- _WORK TO BE COMPLETED_: The full set of records is to be reproduced verbatim.

- _EXTRACTED DATA_:
■ ■ ■

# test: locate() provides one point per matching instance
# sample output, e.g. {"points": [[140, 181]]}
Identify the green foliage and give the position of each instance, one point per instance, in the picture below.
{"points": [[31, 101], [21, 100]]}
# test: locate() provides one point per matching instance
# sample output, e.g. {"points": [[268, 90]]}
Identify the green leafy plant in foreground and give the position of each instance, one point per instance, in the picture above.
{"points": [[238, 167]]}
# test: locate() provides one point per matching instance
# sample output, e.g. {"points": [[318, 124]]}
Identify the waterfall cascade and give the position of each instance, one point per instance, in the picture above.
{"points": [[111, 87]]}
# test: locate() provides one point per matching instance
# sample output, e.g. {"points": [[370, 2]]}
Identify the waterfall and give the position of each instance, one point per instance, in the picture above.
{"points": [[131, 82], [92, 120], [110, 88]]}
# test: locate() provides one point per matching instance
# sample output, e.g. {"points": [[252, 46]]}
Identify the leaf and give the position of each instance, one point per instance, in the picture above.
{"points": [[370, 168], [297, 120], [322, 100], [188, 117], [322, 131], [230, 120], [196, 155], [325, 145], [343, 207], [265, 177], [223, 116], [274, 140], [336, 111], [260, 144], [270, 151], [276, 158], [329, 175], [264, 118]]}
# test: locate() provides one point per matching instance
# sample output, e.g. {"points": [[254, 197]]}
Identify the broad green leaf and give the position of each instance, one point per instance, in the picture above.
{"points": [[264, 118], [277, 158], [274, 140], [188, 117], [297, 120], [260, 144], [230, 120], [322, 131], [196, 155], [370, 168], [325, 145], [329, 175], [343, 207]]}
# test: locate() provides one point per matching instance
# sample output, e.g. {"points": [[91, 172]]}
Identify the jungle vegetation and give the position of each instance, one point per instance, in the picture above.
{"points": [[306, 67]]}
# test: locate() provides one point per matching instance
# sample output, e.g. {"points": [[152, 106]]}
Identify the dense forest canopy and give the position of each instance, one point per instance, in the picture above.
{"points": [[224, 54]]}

■ ■ ■

- _RESPONSE TO THE EXERCISE_:
# test: locate() provides one point per matching instance
# sample output, e.g. {"points": [[140, 181]]}
Identify the green foliage and give the position of each instance, one point per instance, in the picture below.
{"points": [[31, 101], [21, 100]]}
# test: locate() provides one point per matching instance
# sample output, e.g. {"points": [[268, 90]]}
Identify the green leafy plant in foreground and give the position of each instance, one point per instance, in the picture above.
{"points": [[238, 167]]}
# test: locate() provides one point per matching instance
# sample output, e.g. {"points": [[318, 124]]}
Identify the waterfall cascade and give the position of each instance, one point per instance, in the picture above.
{"points": [[111, 87]]}
# test: locate() provides one point per matching instance
# sample output, e.g. {"points": [[370, 2]]}
Identify the waterfall and give the position of each instance, one point per instance, in the picture above.
{"points": [[131, 82], [92, 120], [110, 88]]}
# test: locate() provides one point per matching instance
# sample output, e.g. {"points": [[252, 46]]}
Identify the leaf and give the position of each instance, one point per instance, in the picture above.
{"points": [[370, 168], [297, 120], [322, 100], [188, 117], [322, 131], [230, 120], [196, 155], [325, 145], [343, 207], [265, 177], [223, 116], [274, 140], [336, 111], [260, 144], [270, 151], [276, 158], [329, 175], [264, 118]]}
# test: locate() provides one point per matching instance
# sample output, e.g. {"points": [[254, 197]]}
Identify the broad green leaf and give the position of each instance, one point per instance, in the picture above.
{"points": [[264, 118], [277, 158], [274, 140], [188, 117], [297, 120], [260, 144], [230, 120], [322, 131], [196, 155], [370, 168], [325, 145], [329, 175], [343, 207]]}
# test: locate() provides one point per matching instance
# sample output, e.g. {"points": [[91, 172]]}
Identify the jungle vegetation and give the position of each instance, one point per instance, in the picture above.
{"points": [[306, 67]]}
# test: locate() provides one point per matching instance
# sample output, e.g. {"points": [[152, 106]]}
Identify the dense forest canopy and give the position of each instance, one point per instance, in the picture above.
{"points": [[224, 54]]}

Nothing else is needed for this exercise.